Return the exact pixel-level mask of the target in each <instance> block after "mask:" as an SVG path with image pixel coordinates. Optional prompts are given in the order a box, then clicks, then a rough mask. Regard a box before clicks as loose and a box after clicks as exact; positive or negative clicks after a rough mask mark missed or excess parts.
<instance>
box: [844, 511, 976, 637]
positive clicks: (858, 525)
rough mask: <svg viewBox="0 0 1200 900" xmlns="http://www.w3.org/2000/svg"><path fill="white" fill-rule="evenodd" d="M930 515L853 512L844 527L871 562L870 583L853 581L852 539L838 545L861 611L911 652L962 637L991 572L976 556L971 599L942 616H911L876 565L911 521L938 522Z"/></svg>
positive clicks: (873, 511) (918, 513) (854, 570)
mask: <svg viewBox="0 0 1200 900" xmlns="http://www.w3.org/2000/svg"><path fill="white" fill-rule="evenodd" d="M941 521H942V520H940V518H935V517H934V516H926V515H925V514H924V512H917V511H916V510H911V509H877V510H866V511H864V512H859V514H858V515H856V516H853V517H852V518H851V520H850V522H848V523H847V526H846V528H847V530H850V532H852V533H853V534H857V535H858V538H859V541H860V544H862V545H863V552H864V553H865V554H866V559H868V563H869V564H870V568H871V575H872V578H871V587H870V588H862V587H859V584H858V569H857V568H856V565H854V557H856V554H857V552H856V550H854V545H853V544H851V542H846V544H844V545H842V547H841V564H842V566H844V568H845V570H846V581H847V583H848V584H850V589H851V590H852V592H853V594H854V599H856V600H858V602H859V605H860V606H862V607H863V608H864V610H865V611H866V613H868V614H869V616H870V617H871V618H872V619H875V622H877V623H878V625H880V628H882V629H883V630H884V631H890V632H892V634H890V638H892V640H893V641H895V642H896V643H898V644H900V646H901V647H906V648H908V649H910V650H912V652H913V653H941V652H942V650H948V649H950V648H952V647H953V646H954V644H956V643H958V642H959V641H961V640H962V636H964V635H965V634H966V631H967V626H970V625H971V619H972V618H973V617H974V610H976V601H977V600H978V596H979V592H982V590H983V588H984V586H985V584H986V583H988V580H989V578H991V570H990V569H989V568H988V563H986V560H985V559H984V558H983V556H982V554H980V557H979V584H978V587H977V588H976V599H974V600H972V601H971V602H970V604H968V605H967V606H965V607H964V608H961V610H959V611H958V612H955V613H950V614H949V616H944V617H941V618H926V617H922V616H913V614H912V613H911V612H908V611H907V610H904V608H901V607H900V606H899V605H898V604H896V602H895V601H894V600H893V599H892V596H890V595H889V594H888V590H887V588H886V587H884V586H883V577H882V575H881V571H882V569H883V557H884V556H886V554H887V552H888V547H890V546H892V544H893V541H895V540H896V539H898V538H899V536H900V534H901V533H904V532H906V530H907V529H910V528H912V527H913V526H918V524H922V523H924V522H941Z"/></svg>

● ● ● ● ●

## WHAT TO PRODUCE
In the data above, find the line with "positive clicks: (858, 525)" and the line with "rough mask: <svg". Retype both, plus every line between them, exactly.

## ANSWER SECTION
positive clicks: (858, 525)
rough mask: <svg viewBox="0 0 1200 900" xmlns="http://www.w3.org/2000/svg"><path fill="white" fill-rule="evenodd" d="M930 515L853 512L844 527L871 562L870 583L853 581L852 539L838 545L861 611L911 652L962 637L991 572L976 556L971 599L942 616H911L876 565L911 521L938 522Z"/></svg>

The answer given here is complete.